**TASKS TO PERFORM:**
1: From the congress article, reproduce the passage between "She applied for" and "the World Congress.", inclusive.
2: In the congress article, who supervised Breedt's research project in geriatric trauma?
3: List every place that the congress article names as a place the participating students and newly-qualified doctors came from.
---------- EXTRACT TO READ ----------
A “fantastic opportunity" and a “career-defining" experience. This was how fourth-year medical student Shadé Breedt described her week-long attendance at the 48th World Congress of Surgery which was held in Krakow, Poland in August.
The congress, which was presented by the International Society of Surgery (ISS), brought together world experts in surgery and provided a platform for collaboration on future diagnostic and surgical challenges and patient-oriented solutions.
This year was the first year that students were invited to attend as part of a delegation from the International Association of Student Surgical Societies (IASSS), the official pre-specialist society affiliated with the ISS. About 23 students and newly-qualified doctors from a range of countries, including South Africa, Australia, the UK, Malaysia, Zimbabwe, Rwanda, Somaliland and Europe, took part.
Breedt said it was a life-changing opportunity to be part of the congress which included more than 60 sessions and lectures from world-renowned experts in their respective fields.
“We were able to interact with a range of world famous professionals working in different surgical fields. We conducted interviews with them and assisted with the administration and the social media of the congress. We were also part of sessions on what the future of surgery could be and how we envisaged it. We had opportunities to attend workshops on career advancement and writing, among other things."
Breedt's attendance came about after she attended an annual symposium of the IASSS in Cape Town in 2018, which was co-hosted by Stellenbosch University and the University of Cape Town. “After that symposium, I started seeing myself as a future surgeon."
She applied for executive committee membership of the Stellenbosch University Surgical Society (SUSS) and was appointed as administrator. It was through the SUSS platform that she heard about the Future Surgeons Programme at the World Congress.
“You had to apply with a research project or show evidence of being actively involved as a change agent in your community. I applied with my research project in geriatric trauma under the supervision of Professor Elmin Steyn, head of the Surgery Department at Tygerberg Hospital. I sent my CV and was selected."
---------- ENTRIES SHOWN ----------
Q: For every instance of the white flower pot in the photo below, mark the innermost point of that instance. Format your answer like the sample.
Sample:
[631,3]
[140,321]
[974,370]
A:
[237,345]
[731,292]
----------
---------- ENTRIES SHOWN ----------
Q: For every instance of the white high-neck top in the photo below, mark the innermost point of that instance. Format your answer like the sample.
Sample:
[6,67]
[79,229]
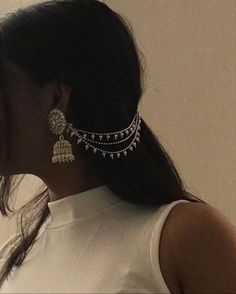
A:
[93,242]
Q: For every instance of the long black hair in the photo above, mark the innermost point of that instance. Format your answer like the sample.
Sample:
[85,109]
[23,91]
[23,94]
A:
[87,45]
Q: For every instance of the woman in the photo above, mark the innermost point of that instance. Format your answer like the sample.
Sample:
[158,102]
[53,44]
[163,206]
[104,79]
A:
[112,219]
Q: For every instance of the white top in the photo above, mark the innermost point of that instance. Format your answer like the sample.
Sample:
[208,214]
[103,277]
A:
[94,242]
----------
**RESULTS OF THE EXERCISE:**
1:
She applied for executive committee membership of the Stellenbosch University Surgical Society (SUSS) and was appointed as administrator. It was through the SUSS platform that she heard about the Future Surgeons Programme at the World Congress.

2: Professor Elmin Steyn, head of the Surgery Department at Tygerberg Hospital, supervised it.

3: South Africa, Australia, the UK, Malaysia, Zimbabwe, Rwanda, Somaliland, Europe